- _Try it_: For the word "recycling", state how many lines of the records include it, with no other text.

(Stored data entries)
════════════════════

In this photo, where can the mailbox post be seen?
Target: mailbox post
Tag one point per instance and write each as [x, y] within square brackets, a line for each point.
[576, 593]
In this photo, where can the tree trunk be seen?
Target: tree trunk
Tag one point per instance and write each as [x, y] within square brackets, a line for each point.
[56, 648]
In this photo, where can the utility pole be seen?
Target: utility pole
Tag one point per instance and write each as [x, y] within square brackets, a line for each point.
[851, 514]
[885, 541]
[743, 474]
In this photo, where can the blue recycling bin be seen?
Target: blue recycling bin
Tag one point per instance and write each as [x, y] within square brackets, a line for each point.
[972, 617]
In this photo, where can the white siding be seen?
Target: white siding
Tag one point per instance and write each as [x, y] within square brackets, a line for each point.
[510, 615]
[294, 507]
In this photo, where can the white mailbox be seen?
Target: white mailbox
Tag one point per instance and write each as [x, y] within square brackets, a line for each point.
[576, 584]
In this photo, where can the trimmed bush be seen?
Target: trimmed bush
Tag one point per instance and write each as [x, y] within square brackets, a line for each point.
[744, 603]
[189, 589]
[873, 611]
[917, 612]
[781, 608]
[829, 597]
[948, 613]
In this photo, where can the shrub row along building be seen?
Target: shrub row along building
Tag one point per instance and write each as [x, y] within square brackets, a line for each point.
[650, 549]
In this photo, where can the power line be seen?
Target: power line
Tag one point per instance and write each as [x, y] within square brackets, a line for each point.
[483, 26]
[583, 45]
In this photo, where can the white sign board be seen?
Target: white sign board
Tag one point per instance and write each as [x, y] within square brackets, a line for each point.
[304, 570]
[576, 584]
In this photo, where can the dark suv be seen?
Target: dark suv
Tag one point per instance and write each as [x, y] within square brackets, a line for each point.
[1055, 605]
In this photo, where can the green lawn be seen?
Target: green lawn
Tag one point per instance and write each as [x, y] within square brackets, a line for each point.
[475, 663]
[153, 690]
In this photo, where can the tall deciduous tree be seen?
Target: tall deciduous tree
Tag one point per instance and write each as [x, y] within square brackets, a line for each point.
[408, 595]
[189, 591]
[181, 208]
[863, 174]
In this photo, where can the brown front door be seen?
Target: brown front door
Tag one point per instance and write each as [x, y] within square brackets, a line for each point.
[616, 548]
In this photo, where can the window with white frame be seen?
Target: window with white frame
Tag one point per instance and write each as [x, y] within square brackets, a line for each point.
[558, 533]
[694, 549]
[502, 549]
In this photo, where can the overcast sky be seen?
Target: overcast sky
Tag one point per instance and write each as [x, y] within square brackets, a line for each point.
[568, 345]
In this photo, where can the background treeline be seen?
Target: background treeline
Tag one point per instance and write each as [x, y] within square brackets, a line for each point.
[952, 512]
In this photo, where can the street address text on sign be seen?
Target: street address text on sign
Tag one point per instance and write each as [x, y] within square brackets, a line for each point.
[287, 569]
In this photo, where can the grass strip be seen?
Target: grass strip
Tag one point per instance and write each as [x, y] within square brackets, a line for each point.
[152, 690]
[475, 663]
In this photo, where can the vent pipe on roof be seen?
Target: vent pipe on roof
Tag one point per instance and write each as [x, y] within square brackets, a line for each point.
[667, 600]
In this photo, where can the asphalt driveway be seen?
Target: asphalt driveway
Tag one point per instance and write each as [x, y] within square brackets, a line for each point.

════════════════════

- _Answer section_: 2